| Aufgabe |
Wie geht der Bericht über Bolsonaros sinkende Beliebtheit weiter? Setze ihn im Anschluss an seinen letzten Satz fort.

| Lesetext |
┄┄┄┄┄┄┄┄┄┄

Darum steht Brasiliens Präsident unter Druck: In einem Monat ist Jair Bolsonaros Popularität so stark gesunken wie noch nie. Dies zeigt die neueste Umfrage des Meinungsforschungsinstituts Datafolha. Seine Beliebtheitswerte seien damit wieder auf normalem Niveau, erklärt David Karasek, SRF-Südamerika-Korrespondent, derzeit Pandemie-bedingt in der Schweiz. «Der Anteil der Befragten mit einer positiven Meinung fiel von 37 Prozent im Dezember auf 31 Prozent. Aber 37 Prozent war ein sehr hoher Wert.»
Das sind die Gründe für die sinkenden Umfragewerte: Letzten Frühling startete die Regierung mit einem Corona-Hilfsprogramm, das 120 Franken pro Monat für die Allerärmsten vorsah. «Manche Leute hatten damit so viel Geld wie noch nie», so Karasek. Eine Folge davon war, dass die Beliebtheit Bolsonaros auf diese aussergewöhnlich hohen 37 Prozent anstieg. Seit Anfang dieses Jahres gibt es aber keine Corona-Hilfsgelder mehr. «Und nun sinkt die Beliebtheit wieder auf rund 30 Prozent. Aber das ist Normalzustand für Bolsonaro.»
So reagieren die Kritikerinnen und Kritiker: In über 20 Städten kam es in den letzten Wochen zu Demonstrationen gegen Bolsonaros Corona-Politik. Linke Gruppen und Gewerkschaften haben zu Protesten aufgerufen. «Das sind Bolsonaros klassische Gegner», sagt der Korrespondent. «Doch das kümmert ihn nicht. Das ist sozusagen einkalkuliert.» Die Menge sei überschaubar und habe nicht die nötige Masse, um Druck auszuüben.

┄┄┄┄┄┄┄┄┄┄

| Untersuchte Daten |
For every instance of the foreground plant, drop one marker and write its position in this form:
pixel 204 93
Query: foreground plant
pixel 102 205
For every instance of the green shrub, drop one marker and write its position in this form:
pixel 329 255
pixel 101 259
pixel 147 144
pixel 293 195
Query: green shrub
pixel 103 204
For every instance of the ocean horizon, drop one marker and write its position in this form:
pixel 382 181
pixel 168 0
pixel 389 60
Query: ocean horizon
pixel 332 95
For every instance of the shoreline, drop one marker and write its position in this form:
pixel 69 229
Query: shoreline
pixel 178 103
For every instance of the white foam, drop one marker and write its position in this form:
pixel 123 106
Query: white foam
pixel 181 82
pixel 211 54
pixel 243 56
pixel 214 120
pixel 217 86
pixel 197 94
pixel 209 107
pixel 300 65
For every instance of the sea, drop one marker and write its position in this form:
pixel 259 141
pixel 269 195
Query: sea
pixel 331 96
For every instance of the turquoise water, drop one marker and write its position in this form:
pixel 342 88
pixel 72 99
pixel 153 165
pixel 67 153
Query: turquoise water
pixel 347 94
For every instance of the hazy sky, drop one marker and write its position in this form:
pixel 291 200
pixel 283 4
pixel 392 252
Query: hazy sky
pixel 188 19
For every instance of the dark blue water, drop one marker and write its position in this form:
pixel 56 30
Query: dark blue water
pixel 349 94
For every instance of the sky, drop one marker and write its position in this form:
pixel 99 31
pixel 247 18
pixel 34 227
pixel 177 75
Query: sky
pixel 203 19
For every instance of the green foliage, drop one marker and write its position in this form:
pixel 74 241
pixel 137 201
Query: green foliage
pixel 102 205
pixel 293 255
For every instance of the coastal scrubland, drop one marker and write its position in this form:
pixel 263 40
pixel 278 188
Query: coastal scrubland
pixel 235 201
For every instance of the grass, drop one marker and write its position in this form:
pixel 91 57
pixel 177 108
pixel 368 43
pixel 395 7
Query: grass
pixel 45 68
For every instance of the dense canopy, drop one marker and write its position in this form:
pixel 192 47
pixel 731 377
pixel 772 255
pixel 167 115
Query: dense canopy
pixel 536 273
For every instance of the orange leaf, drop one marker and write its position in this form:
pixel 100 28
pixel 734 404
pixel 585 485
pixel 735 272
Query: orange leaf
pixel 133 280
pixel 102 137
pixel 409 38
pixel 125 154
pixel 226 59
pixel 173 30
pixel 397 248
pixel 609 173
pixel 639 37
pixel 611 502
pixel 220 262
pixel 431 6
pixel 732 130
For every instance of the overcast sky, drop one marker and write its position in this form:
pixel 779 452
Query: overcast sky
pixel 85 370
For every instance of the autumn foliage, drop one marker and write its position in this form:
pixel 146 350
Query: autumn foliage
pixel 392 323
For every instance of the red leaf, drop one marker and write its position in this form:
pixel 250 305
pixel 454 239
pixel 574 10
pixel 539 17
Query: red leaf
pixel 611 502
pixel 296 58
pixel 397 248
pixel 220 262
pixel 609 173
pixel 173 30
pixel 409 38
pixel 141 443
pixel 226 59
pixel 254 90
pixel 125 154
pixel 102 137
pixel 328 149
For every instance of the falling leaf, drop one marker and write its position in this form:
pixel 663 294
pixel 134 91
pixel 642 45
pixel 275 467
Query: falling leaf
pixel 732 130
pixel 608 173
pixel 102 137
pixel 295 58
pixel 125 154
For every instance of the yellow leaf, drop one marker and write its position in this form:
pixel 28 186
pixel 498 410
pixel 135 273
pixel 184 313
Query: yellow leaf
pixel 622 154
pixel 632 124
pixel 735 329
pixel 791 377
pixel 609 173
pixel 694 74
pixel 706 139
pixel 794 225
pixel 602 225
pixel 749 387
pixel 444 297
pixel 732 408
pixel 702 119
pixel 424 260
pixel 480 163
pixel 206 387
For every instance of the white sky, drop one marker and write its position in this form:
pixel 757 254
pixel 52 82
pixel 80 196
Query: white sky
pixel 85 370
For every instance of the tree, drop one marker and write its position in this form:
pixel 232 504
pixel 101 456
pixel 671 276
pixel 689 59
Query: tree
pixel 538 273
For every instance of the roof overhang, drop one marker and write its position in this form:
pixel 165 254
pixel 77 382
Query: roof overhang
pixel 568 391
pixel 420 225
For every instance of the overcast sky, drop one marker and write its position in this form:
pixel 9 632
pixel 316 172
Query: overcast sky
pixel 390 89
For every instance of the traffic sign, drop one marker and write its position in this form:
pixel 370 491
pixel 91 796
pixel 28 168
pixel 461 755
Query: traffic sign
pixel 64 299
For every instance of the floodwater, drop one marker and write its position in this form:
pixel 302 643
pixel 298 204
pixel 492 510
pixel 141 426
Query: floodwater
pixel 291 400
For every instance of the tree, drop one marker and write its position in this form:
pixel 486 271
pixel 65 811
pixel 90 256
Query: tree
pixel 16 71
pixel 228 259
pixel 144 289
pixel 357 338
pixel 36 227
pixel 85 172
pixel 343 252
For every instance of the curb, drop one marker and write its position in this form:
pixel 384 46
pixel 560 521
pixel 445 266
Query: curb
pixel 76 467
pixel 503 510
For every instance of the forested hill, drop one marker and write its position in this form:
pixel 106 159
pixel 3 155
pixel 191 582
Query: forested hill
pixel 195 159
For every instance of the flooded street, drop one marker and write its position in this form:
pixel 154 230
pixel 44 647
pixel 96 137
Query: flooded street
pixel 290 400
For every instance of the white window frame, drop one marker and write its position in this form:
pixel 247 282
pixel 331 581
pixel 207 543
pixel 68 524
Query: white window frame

┄┄┄┄┄┄┄┄┄┄

| Lösung |
Was man über das Gesundheitssystem wissen muss: Brasilien stellt allen Bürgerinnen und Bürgern eine kostenlose Krankenversorgung über das öffentliche Gesundheitssystem zur Verfügung. Auf dieses System seien die Brasilianer stolz: «Aber wenn es nicht mehr funktioniert, wenn die Leute keinen Sauerstoff mehr haben, wenn sie in den Spitälern ersticken, dann ist das ein Albtraum und für die Brasilianer unverständlich», so Karasek.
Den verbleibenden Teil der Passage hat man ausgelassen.